- **WHAT YOU HAVE TO DO**
Extract the line that contains "Practice step: find every instance of the white" and every line after it to the end of the records below, exactly as written and nothing else.

- **PROVIDED ENTRIES**

____

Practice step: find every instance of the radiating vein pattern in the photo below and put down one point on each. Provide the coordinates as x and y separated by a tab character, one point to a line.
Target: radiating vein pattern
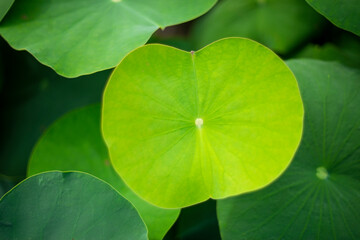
193	125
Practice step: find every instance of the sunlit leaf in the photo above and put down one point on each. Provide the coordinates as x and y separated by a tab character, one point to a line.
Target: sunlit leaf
318	196
74	143
279	24
182	127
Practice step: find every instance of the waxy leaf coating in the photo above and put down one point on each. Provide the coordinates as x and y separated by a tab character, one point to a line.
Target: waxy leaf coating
68	205
74	142
318	195
4	7
182	127
81	37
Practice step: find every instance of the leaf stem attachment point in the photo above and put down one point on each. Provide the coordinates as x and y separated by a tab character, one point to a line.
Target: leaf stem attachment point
199	122
322	173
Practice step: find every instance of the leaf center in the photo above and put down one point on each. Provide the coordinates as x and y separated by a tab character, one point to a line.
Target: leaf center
322	173
199	122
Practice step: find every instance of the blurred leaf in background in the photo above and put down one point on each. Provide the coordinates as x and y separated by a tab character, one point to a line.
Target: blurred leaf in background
74	142
344	49
71	36
196	222
32	97
68	205
343	13
282	25
318	196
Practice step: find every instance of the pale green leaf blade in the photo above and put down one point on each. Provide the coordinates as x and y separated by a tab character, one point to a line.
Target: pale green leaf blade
82	37
344	14
75	143
318	196
219	122
281	25
68	205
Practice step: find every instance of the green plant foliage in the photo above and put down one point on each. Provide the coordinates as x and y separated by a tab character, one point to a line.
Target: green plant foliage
318	196
191	126
331	52
344	14
68	205
74	143
4	7
31	101
279	24
198	222
71	36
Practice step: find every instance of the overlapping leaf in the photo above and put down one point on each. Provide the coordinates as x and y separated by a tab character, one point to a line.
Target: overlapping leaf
318	196
278	24
182	127
82	37
75	143
68	205
344	14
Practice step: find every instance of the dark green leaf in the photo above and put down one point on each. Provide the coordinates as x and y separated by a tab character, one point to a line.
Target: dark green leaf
343	13
278	24
68	205
318	196
75	143
82	37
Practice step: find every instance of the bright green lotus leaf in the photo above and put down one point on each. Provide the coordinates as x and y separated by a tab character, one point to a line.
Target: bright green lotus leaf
318	196
4	7
182	127
68	205
344	14
278	24
74	143
82	37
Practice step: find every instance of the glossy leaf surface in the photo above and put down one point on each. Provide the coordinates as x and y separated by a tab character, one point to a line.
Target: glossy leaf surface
4	7
278	24
318	196
68	205
33	98
74	143
82	37
191	126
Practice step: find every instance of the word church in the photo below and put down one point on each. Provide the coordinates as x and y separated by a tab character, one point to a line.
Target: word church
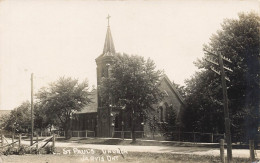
100	121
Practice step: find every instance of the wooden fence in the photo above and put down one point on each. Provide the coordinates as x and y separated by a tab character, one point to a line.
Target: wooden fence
85	133
16	141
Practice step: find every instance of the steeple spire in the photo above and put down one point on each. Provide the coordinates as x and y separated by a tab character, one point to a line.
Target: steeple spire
109	44
108	17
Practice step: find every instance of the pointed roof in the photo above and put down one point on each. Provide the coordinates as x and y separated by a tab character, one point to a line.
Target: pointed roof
109	48
109	44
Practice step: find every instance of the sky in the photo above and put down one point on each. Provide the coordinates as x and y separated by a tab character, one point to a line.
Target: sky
59	38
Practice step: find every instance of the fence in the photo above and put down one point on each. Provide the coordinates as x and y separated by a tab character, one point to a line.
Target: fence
85	133
193	137
128	134
5	143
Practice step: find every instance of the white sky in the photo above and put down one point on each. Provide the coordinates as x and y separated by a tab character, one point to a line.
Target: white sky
63	38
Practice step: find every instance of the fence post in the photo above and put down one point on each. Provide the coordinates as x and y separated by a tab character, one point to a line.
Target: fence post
222	154
211	137
37	141
252	152
19	141
53	142
13	140
2	140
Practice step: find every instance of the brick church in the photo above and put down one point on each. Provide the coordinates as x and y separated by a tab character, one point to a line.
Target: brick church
111	121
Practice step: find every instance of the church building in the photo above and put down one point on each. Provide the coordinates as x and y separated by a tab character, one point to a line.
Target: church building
106	121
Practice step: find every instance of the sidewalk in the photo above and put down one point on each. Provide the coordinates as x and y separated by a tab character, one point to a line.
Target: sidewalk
239	153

____

- **EXERCISE RESPONSE**
Practice step: find every instance of the white sky in the photo above and put down one point on each. Provide the coordinates as x and y separated by a tab character, one point to a line.
Target: white sky
63	38
Practice step: find every instance of the fence post in the photo above and put down one point on each. Provide the coordinates as x and y separated by a tab character, one point to a line.
Target: fence post
222	154
211	137
37	141
252	152
19	141
53	142
13	140
2	140
Practice step: find every instance of the brick church in the photo above and put down one point on each. Provide the coordinates as x and y separated by a tab character, one point to a line.
Target: brick church
111	121
Practice step: find every instance of the church building in the photo above and put down one point on each. Provide the coordinates as x and y separated by a tab character, one point to a line.
Target: church building
106	121
Practice step: find every instance of the sidewalk in the photo above and put down one point on each. Provide the coordinates as x and y separated by a tab character, one point to a line.
Target: sidewalk
239	153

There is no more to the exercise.